北横岳(北八ヶ岳)2,472m(長野県)
ルートデータ
北八ヶ岳ロープウェイ 山頂駅 → 坪庭 → 北横岳ヒュッテ → 北横岳 山頂
標高差 242m
北八ヶ岳ロープウェイ 山頂駅 (登山口) 2,230m
北横岳山頂 2,472m
コースタイム 2:10
登り 1:10
下り 1:00
北八ヶ岳の中でも北に位置する北横岳はピラタス蓼科スノーリゾートの北八ヶ岳ロープウェイ(ピラタス蓼科ロープウェイ)の山頂駅を降りたところから登山開始です。山頂駅周辺は「坪庭」と呼ばれる台地となっておりハイキングのコースになっています。そこを越え樹林帯を進むと1時間ほどで北横岳ヒュッテが見えてきます。ここまでくれば山頂はすぐそこ。
夏山でも登山経験者には少し物足りないくらいの道のりですがふかふかした雪の上を歩くのが楽しめます。コンディションによってはスノーモンスター(樹氷)をみれるかも!
樹林帯を越えて山頂目前の光景は圧巻だと思いますよ。この行程に物足りないようでしたら少し足を延ばして縞枯山とセットで歩くのもオススメです。縞枯山まで足を伸ばしたとしても全工程のコースタイムは4時間50分ほどですので体力に自身のある方は是非いってみてください。
入笠山 1,955m(長野県)
ルートデータ
富士見パノラマリゾート ゴンドラ山頂駅 → 入笠湿原 → 入笠山 山頂
標高差 175m
富士見パノラマリゾート ゴンドラ山頂駅 (登山口) 1,780m
入笠山 山頂 1,955m
コースタイム 2:20
登り 1:15
下り 1:05
入笠山は富士見パノラマリゾートのゴンドラ 山頂駅から歩き始めます。ほぼ平坦な雪原を歩き入笠湿原を経由して山頂に向かいます。こちらも危険箇所は特になくふかふかの雪原歩きを楽しむことができます。
標高差も175mと、とても楽に山頂まで行けますので登山というよりもハイキングといった方がいいかもしれませんね。夏山含め登山経験が浅い方でもスノーシューハイキング行くこともできます。
むしろ登山経験者には物足りないのでその辺は予めご了承くださいね!!

• 収集データ:
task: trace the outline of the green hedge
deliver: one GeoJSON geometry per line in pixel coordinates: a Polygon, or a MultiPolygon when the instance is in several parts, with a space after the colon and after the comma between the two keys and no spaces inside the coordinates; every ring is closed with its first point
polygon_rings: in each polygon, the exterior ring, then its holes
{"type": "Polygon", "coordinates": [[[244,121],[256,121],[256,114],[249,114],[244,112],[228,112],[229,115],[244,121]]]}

• 設定課題:
(a) 北横岳と入笠山の紹介文で「入笠山は富士見パノラマリゾートの」から始まる段落を、主な事実を残して箇条書きにまとめること。
(b) 北横岳と入笠山の紹介文のうち、"北横岳(北八ヶ岳)2,472m(長野県)"で始まり"入笠山 1,955m(長野県)"まで続く部分を、"樹林帯"を"森林帯"に入れ替えて書き直してください。
(c) 北横岳と入笠山の紹介文の続きを、最後の文の後から書き足すこと。

• 課題別の回答:
(a)
- 富士見パノラマリゾートのゴンドラ山頂駅から歩き始める。
- ほぼ平坦な雪原を歩き、入笠湿原を経由して山頂へ向かう。
- 危険箇所は特になく、ふかふかの雪原歩きを楽しめる。

(b)
北横岳(北八ヶ岳)2,472m(長野県)
ルートデータ
北八ヶ岳ロープウェイ 山頂駅 → 坪庭 → 北横岳ヒュッテ → 北横岳 山頂
標高差 242m
北八ヶ岳ロープウェイ 山頂駅 (登山口) 2,230m
北横岳山頂 2,472m
コースタイム 2:10
登り 1:10
下り 1:00
北八ヶ岳の中でも北に位置する北横岳はピラタス蓼科スノーリゾートの北八ヶ岳ロープウェイ(ピラタス蓼科ロープウェイ)の山頂駅を降りたところから登山開始です。山頂駅周辺は「坪庭」と呼ばれる台地となっておりハイキングのコースになっています。そこを越え森林帯を進むと1時間ほどで北横岳ヒュッテが見えてきます。ここまでくれば山頂はすぐそこ。
夏山でも登山経験者には少し物足りないくらいの道のりですがふかふかした雪の上を歩くのが楽しめます。コンディションによってはスノーモンスター(樹氷)をみれるかも!
森林帯を越えて山頂目前の光景は圧巻だと思いますよ。この行程に物足りないようでしたら少し足を延ばして縞枯山とセットで歩くのもオススメです。縞枯山まで足を伸ばしたとしても全工程のコースタイムは4時間50分ほどですので体力に自身のある方は是非いってみてください。
入笠山 1,955m(長野県)

(c)
蓼科山 2,530m (長野県)
ルートデータ
白樺国際スキー場ゴンドラ 山頂駅 → 幸せの鐘 → 蓼科山荘 → 蓼科山 山頂
標高差 700m
白樺国際スキー場ゴンドラ 山頂駅 (登山口) 1,830m
蓼科山 山頂 2,530m
コースタイム 4:00
登り 2:20
下り 1:40
さて、ここからは「冬山登山」の領域になってきます。夏山登山の経験がほんの数回程度だとひょっとしたらキツく感じるかもしれません。とはいっても夏山を経験されている方からすれば全く問題なし。白樺国際スキー場のゴンドラを降りたところから歩き始めます。
ゴンドラを降りてすぐに「幸せの鐘」がありますのでカップル登山にもオススメですよ!
樹林帯歩きから始まって、蓼科山荘を越えると森林限界となります。ここからは斜度が増しますのでアイゼン、ピッケルは必携となります。条件にもよりますが硬く凍っているコンディションの時にはアイゼンの歯をしっかり噛ませてピッケルでバランスを取りながら登っていく必要があると思います。
雪が柔らかいコンディションであればさほど気にすることはありません。蓼科山の山頂は遠景からは想像できないくらいダダッ広い山頂で山頂の標識を探すのに一苦労?かもしれませんね。
冬山入門のレベルなので是非一度は登っていただきたい山だと思っています。